## DIRECTIVE:
Pull out each line below that contains the word "building" and copy it in full.

## RECORDS SUPPLIED:
_ _ _

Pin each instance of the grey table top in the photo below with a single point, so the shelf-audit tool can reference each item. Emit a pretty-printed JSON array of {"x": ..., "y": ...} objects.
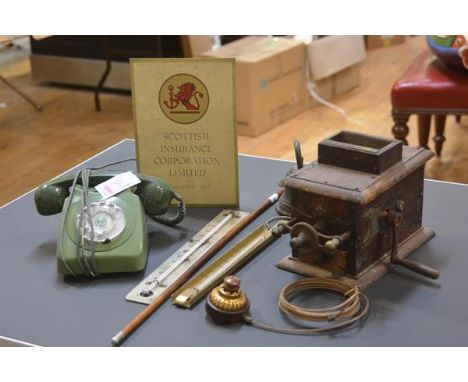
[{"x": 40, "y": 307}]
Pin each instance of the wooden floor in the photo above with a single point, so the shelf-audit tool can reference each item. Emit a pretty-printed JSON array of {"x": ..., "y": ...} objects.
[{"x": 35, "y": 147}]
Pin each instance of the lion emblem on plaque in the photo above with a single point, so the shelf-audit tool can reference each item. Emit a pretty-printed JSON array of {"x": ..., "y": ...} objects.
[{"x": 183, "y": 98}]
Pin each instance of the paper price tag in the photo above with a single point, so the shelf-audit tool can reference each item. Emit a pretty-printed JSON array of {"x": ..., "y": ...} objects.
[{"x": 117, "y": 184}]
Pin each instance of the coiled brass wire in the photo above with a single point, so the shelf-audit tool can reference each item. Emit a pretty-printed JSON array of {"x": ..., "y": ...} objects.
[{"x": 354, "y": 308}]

_ _ _

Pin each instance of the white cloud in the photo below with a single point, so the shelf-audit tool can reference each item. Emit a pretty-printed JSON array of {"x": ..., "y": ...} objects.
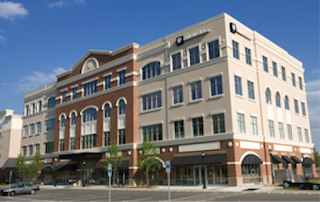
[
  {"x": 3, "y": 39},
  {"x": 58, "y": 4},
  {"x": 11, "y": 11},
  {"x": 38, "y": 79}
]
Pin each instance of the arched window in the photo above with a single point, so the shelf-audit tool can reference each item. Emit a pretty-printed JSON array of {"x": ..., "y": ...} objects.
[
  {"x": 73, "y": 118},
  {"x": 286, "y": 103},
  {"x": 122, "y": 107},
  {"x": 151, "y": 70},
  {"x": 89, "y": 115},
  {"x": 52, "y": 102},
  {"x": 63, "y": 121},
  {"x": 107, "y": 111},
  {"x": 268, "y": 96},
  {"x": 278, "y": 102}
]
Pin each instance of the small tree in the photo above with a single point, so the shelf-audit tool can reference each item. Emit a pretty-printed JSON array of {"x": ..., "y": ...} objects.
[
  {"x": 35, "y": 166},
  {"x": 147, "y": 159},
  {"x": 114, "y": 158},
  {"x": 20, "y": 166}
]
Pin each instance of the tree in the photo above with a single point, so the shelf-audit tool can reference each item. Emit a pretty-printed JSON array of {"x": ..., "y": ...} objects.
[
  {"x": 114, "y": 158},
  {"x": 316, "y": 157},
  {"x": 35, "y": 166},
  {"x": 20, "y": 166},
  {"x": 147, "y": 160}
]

_ _ _

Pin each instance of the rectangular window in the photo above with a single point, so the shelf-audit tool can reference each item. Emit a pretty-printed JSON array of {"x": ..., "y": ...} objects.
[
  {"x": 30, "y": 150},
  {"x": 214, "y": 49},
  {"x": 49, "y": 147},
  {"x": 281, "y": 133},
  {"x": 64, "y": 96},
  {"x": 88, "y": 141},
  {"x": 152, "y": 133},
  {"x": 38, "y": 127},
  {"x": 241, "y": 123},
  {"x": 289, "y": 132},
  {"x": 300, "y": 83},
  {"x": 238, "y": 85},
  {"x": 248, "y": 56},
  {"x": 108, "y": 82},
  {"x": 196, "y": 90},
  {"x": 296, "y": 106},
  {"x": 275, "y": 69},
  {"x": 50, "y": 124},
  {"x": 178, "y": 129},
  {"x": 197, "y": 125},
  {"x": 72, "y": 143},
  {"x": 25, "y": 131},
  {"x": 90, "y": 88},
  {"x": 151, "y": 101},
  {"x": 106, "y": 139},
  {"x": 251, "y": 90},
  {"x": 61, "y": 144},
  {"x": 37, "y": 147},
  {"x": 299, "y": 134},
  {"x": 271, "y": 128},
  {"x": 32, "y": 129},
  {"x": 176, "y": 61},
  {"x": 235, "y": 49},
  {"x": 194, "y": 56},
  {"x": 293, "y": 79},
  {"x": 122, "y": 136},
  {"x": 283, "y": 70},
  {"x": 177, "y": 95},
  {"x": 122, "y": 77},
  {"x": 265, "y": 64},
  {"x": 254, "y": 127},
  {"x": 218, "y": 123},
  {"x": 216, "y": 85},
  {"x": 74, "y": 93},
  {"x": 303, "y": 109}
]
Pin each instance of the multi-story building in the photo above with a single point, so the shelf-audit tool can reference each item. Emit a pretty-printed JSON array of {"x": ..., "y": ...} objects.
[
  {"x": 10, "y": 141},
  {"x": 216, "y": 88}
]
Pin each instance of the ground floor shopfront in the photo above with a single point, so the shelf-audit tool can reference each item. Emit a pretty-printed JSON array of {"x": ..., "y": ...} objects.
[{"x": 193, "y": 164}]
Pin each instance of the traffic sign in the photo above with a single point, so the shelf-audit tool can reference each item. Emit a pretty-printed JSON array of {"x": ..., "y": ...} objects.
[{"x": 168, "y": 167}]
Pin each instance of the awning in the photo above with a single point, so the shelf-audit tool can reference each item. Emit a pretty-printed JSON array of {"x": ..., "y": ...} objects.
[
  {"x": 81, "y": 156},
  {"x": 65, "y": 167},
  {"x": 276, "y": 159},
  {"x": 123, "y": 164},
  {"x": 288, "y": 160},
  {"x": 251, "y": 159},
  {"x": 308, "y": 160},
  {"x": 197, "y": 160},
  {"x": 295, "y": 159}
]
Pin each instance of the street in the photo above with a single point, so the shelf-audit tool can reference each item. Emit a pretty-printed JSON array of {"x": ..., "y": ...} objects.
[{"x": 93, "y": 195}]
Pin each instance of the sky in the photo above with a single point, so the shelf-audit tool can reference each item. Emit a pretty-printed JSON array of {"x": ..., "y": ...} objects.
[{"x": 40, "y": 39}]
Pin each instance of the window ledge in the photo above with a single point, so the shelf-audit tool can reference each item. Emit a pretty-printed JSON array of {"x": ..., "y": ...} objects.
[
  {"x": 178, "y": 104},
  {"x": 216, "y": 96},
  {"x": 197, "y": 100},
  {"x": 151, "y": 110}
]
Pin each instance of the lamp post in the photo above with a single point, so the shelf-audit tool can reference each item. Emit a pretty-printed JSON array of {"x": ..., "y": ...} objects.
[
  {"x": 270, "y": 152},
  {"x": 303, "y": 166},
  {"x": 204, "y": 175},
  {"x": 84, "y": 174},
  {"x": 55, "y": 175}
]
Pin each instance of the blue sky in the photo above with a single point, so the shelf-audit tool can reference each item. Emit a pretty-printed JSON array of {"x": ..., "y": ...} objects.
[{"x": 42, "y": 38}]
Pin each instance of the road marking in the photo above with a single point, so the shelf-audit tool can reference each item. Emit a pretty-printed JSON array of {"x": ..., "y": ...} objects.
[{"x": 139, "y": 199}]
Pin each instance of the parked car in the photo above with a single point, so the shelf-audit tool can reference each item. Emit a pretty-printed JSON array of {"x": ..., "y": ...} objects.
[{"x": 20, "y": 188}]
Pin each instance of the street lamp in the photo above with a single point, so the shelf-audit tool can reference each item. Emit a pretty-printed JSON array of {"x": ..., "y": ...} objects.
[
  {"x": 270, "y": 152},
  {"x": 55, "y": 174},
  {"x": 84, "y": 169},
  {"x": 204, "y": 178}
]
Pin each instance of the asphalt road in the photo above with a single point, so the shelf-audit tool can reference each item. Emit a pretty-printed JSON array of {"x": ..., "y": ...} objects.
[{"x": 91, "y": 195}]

_ _ _

## EXERCISE SOLUTION:
Pin each instance of the multi-story building in the photo above with a single point, so the shelf-audit tool can reference each item. Emit a pretty-printed JSON array of {"x": ..., "y": ...} objects.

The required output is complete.